WORK ITEM >>
Continue the blog post below about memorable first lines in mystery and thriller novels, picking up right after its last sentence.

TEXT UNDER STUDY >>
━━━━━━━━━━━━━━━━━━━━

Sunday, April 25, 2021

Great Beginnings


HANK PHILLIPPI RYAN: How do you choose a book? In the before-times, you’d go to a bookstore, find an intriguing cover or a book you’d reheard about, flop to the back flip to the cover copy, then—read the first line. Right? 

And how many times have you said: nope, nope, not for me. That Blink reflex readers we have is incredible. For better or for worse, we grasp what we predict is about to come—all from that one first line.

 Dick Belsky, an authentically wonderful journalist and oh-so talented writer knows the benefits of a good lede, right? And he’s been thinking about what makes a great first line.


 A GREAT READ STARTS AT THE BEGINNING... 
        By R.G. Belsky 

 There’s a lot of people who believe that the first page of a mystery/thriller novel is one of the most important things for an author to get right. Stephen King has said: “I am a real sucker for good first lines. I collect them in a little notebook the way some people collect stamps or coins.” Jeffrey Deaver agrees: “I firmly believe that it’s our job to grab the reader by the lapels in the opening scene and race them kicking and screaming through the book until the very end.” 

 Me, I feel the same way. The first page, the first paragraph, even the first line is crucial to me when I’m starting to write a novel. It is what draws the reader in for the next 300 pages or so of my story. 

 

My new book is called BEYOND THE HEADLINES. It features my series character, TV journalist Clare Carlson. This story is about a celebrity woman who is famous for being famous (think Kim Kardashian or Paris Hilton) that is accused of murdering her billionaire husband. So I spent a lot of time coming up with a beginning that I thought would best set the tone for the reader. But more about me and my book later.

 First, I want to talk about a few examples of great book openings I’ve read over the years that are among my favorites: 

       Michael Connelly, The Poet “Death is my beat.”

━━━━━━━━━━━━━━━━━━━━

EXTRACTED DATA >>
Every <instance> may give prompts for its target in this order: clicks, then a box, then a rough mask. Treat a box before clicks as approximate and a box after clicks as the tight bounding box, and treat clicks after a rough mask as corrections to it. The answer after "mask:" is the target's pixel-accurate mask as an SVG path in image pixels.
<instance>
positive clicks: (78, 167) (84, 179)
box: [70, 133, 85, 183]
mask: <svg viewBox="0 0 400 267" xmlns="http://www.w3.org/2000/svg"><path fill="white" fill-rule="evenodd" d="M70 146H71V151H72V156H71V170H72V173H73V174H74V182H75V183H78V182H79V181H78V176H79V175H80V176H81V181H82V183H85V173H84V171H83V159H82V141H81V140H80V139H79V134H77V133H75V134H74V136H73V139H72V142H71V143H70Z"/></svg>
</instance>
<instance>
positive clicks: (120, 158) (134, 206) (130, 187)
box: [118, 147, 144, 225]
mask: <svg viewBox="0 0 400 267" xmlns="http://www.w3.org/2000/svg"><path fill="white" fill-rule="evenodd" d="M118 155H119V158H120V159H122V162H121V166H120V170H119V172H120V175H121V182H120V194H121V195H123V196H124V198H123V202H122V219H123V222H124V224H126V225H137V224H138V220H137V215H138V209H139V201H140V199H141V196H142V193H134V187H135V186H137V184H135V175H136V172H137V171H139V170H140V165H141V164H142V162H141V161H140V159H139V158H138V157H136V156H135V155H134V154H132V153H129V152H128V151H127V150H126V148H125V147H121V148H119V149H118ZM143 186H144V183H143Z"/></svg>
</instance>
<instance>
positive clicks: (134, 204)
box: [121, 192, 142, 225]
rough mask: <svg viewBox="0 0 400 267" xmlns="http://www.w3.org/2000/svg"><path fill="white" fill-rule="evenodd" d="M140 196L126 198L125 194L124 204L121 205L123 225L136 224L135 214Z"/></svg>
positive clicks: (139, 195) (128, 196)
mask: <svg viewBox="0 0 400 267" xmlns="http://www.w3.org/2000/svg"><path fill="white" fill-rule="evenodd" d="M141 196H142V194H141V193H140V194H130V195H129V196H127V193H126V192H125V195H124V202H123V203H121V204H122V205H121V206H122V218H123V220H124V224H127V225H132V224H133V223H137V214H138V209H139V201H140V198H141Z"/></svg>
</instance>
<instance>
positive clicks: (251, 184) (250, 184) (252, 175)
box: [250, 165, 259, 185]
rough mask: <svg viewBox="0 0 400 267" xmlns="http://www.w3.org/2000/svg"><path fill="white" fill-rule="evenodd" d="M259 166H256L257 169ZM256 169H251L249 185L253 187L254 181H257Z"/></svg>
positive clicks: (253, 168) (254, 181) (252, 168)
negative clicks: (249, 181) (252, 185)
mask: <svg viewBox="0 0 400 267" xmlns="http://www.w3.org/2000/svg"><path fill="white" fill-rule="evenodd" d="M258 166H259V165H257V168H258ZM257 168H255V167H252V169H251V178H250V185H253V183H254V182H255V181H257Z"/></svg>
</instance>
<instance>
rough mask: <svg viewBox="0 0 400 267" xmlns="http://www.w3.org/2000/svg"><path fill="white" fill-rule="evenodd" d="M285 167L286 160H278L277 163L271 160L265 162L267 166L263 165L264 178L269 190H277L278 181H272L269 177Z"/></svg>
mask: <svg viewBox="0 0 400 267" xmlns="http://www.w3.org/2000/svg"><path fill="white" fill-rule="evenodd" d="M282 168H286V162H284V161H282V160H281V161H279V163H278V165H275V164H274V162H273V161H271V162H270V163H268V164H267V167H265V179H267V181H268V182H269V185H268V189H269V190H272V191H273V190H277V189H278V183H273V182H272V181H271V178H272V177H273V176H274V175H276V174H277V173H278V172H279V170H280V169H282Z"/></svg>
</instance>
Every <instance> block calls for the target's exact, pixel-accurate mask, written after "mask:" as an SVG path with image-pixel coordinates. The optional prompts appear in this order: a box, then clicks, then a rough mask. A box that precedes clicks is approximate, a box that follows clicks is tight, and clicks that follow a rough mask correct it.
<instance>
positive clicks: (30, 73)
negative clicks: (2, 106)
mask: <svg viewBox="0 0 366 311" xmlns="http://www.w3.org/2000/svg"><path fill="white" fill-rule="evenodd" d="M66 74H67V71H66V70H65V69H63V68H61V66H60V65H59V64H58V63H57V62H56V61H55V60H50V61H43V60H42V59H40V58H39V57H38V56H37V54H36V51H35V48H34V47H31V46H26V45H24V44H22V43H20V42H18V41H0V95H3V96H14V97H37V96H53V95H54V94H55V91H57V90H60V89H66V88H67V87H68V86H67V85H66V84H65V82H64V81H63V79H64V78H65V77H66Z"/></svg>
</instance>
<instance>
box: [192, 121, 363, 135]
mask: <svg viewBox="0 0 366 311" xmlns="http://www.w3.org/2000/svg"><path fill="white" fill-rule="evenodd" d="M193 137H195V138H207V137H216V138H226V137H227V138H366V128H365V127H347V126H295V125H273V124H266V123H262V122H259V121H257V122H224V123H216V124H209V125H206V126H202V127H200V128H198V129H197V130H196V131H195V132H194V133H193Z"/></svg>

━━━━━━━━━━━━━━━━━━━━

RESULT OF THIS TASK >>
          The book is about a newspaper reporter chasing a serial killer, and it becomes personal when one of the murder victims is the reporter’s twin brother. That opening line is simple, dramatic, perfect for all the twists and thrills that follow. Stephen King - in a foreword written for The Poet - calls it a “blue-ribbon winner” when it comes to first lines.

         Lori Rader-Day, The Day I Died 

         “On the day I died, I took the new oars down to the lake.” That opening line - plus the title - lets the reader know right from the start there’s a great story ahead. How did she die? Did she die? We’re sucked into this woman’s story right from the very beginning of the book, which is - of course - the idea. 

             Sue Grafton, A is for Alibi 
          
 “My name is Kinsey Millhone. I’m a private investigator. I’m thirty-two years old, twice divorced, no kids. The day before yesterday I killed someone and the fact weighs heavily on my mind. I’m a nice person...killing someone feels odd to me, and I haven’t quite sorted it through yet.” 
            Wow! That’s not just a great opening for a book, it’s a great opening for the series. Doesn’t that make you really want to follow Kinsey Millhone through this and all the wonderful Sue Grafton “alphabet” books that followed? 

             Gillian Flynn, Gone Girl 
            
            “When I think of my wife, I always think of her head.” 
             Okay, you have no idea what that means - but you’re intrigued from the first line. And it’s perfect for the dark, twisty psychological thriller of a bizarre, troubled and violent marriage that follows. 

              Hank Phillippi Ryan, The First to Lie 

           “Without any sneaky fine print and knowing everything you know, if you could start your adult life over as someone else, would you do it?” 
              Yes, our own Hank Phillippi Ryan has come up with a killer opening for her most recent book. That first line really wants to make you start turning those pages to find out what this is all about and what happens next, right? 

               Okay then, what did I write for a beginning to my book? Well, BEYOND THE HEADLINES is a thriller about celebrity crime and also about journalist Clare Carlson - who won’t stop digging into the story and investigating until she finds out the truth.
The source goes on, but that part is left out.